Shape annotation entries
::::

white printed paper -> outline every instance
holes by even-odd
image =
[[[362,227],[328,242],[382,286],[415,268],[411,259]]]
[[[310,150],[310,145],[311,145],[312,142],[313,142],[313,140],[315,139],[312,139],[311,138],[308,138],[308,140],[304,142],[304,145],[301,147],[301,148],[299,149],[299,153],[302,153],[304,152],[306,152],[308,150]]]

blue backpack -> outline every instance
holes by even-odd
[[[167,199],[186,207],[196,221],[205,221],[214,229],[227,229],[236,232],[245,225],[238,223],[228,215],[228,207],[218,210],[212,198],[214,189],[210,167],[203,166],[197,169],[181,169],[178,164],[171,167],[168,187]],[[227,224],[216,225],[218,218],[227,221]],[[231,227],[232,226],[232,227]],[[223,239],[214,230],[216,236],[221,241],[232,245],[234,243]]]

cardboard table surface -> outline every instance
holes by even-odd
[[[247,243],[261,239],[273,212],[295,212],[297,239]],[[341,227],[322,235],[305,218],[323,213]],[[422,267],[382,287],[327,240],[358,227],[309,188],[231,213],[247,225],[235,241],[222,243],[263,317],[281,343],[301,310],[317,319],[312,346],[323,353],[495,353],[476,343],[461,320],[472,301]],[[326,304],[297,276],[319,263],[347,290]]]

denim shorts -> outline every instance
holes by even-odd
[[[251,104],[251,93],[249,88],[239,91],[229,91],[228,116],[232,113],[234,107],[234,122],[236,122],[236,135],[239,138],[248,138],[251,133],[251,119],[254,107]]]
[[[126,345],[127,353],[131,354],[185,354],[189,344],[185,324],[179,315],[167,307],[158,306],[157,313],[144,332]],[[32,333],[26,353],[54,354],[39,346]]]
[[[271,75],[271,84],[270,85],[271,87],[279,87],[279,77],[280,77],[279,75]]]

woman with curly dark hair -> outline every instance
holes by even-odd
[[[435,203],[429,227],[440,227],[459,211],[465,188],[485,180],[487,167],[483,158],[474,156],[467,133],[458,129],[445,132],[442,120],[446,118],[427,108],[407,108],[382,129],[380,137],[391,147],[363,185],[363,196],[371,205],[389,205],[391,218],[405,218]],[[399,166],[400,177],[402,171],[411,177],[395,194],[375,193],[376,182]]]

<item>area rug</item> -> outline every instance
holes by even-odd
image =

::::

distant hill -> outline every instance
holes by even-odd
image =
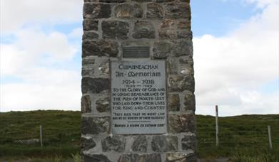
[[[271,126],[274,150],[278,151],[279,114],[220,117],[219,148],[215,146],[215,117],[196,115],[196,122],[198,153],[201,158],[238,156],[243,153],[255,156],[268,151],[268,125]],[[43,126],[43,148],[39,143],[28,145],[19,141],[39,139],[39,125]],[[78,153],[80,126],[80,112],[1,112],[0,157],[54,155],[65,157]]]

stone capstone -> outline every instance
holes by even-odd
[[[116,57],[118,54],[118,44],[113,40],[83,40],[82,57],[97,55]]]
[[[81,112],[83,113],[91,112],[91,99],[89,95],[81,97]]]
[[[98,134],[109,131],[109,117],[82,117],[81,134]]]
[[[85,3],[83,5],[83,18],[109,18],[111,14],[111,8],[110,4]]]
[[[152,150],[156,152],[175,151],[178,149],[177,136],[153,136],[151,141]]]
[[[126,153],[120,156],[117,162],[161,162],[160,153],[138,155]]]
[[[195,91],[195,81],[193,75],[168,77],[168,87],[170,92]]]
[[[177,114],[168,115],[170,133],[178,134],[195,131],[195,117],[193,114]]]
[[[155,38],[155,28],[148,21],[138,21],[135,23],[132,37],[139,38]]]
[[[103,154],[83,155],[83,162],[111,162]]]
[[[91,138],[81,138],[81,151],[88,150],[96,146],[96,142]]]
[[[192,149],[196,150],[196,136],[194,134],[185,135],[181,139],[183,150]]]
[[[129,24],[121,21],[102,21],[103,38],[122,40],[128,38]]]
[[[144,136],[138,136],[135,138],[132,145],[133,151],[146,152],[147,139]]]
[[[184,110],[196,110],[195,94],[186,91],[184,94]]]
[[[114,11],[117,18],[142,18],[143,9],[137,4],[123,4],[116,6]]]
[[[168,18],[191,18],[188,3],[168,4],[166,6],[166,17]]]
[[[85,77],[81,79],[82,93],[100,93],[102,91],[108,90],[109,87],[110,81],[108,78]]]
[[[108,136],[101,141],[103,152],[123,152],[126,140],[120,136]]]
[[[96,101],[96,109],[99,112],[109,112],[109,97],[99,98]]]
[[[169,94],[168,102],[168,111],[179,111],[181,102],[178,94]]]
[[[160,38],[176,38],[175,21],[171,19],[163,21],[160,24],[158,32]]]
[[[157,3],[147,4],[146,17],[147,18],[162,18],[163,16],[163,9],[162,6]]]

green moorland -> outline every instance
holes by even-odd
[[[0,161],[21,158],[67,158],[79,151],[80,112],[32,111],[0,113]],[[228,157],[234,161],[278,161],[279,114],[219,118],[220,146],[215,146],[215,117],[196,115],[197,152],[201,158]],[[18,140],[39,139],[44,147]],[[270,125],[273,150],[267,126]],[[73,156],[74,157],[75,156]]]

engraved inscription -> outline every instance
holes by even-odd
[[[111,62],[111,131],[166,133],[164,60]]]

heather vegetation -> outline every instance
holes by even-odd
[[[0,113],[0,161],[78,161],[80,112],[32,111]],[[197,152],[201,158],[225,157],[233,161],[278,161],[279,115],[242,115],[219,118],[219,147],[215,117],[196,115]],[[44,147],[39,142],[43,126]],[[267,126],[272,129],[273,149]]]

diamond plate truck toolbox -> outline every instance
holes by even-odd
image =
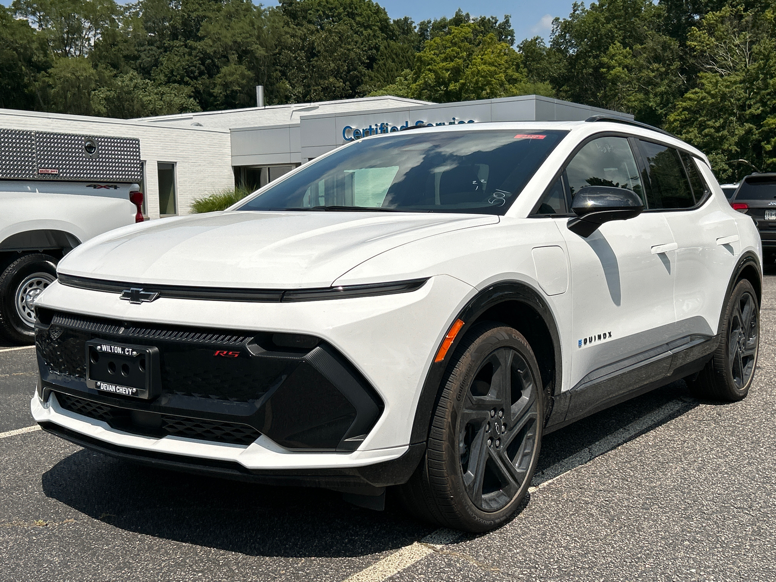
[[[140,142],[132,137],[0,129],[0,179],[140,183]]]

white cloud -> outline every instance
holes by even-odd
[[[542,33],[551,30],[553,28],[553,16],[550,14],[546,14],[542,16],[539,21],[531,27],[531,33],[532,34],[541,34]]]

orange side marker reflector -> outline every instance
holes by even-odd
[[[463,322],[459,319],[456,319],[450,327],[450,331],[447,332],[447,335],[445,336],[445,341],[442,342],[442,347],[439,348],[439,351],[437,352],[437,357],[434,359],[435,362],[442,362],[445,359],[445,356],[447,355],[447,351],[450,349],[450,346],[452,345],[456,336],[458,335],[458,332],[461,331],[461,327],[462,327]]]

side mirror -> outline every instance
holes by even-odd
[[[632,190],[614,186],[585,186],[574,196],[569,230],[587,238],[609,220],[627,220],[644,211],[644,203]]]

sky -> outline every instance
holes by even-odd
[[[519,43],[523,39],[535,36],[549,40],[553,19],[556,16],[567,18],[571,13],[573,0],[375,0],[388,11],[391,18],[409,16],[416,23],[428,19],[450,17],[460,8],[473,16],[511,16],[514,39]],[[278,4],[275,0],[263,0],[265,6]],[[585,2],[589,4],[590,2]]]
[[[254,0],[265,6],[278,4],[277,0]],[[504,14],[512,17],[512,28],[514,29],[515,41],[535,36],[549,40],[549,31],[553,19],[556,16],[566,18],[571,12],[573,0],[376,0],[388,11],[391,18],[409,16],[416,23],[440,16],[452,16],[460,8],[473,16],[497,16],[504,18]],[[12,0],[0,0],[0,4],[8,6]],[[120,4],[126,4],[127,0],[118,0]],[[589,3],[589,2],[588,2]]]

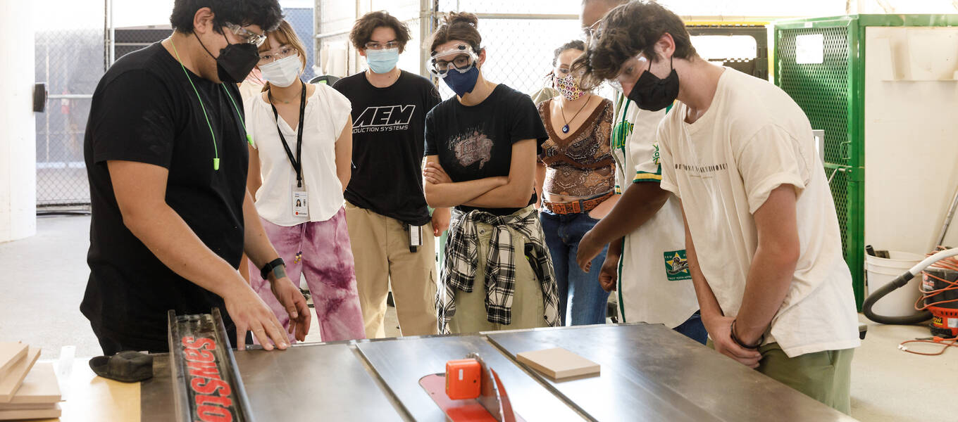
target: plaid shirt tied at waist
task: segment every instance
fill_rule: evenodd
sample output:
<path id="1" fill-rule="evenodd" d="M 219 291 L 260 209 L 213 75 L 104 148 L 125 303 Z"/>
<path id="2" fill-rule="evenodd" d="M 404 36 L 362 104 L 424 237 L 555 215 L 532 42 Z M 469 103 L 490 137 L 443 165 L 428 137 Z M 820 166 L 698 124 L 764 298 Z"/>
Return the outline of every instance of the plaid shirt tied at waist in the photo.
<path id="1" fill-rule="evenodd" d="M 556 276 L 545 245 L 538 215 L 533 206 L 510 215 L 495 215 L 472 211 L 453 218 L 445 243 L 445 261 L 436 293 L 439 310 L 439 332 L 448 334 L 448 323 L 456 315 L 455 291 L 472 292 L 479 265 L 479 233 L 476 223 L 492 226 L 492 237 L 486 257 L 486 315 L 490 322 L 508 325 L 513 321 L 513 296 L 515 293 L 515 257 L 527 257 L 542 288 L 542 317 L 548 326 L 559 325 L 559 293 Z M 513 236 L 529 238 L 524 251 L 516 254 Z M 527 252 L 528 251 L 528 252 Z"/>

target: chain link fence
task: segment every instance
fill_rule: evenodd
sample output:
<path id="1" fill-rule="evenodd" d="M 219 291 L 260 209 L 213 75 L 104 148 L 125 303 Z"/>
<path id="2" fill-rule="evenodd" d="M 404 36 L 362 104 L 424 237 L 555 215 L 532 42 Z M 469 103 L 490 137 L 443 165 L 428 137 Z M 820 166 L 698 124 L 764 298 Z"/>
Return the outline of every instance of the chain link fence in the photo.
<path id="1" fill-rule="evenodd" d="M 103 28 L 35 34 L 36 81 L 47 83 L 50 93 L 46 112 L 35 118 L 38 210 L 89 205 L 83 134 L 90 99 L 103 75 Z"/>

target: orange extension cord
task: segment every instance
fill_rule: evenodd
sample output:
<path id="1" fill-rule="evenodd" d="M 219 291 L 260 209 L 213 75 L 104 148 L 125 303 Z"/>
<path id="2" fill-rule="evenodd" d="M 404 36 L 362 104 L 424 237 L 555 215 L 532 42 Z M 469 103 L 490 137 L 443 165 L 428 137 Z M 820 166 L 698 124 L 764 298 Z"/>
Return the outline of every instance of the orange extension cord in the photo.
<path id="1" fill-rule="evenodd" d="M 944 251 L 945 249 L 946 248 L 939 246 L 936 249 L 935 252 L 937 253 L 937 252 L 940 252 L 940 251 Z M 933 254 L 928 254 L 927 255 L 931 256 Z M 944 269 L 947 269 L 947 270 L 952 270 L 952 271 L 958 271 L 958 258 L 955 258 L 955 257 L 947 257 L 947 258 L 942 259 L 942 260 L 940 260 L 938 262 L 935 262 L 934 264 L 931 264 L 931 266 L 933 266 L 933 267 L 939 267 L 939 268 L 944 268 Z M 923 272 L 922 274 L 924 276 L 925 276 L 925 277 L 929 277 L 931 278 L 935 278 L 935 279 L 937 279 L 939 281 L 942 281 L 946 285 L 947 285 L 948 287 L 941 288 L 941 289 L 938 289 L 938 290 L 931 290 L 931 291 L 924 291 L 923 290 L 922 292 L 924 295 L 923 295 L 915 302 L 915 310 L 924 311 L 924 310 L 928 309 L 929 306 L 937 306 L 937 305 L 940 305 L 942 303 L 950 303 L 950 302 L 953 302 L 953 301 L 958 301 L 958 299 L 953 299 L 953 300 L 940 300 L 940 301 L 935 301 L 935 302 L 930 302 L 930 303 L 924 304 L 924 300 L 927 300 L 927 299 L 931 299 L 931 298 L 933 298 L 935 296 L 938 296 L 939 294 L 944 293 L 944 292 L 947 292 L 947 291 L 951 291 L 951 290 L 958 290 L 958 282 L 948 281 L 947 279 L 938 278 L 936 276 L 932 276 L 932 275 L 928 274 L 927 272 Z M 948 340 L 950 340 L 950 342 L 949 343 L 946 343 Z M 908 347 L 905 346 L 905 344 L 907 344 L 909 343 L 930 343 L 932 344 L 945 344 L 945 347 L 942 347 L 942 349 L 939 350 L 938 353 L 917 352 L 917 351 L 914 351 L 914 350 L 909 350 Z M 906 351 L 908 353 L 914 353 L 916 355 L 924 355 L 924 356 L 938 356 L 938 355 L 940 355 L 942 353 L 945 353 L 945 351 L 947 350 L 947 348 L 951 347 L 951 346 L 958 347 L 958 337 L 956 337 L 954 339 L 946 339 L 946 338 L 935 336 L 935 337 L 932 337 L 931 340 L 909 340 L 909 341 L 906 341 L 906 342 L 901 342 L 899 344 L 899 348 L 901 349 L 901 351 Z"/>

::::

=== Aim of the task ===
List each line of the records that contains the word "Return", copying every such line in full.

=== Response to this task ===
Return the outline of every instance of the plaid shirt tied at waist in the photo.
Return the outline of every instance of the chain link fence in the photo.
Return the outline of every instance of the orange extension cord in the photo.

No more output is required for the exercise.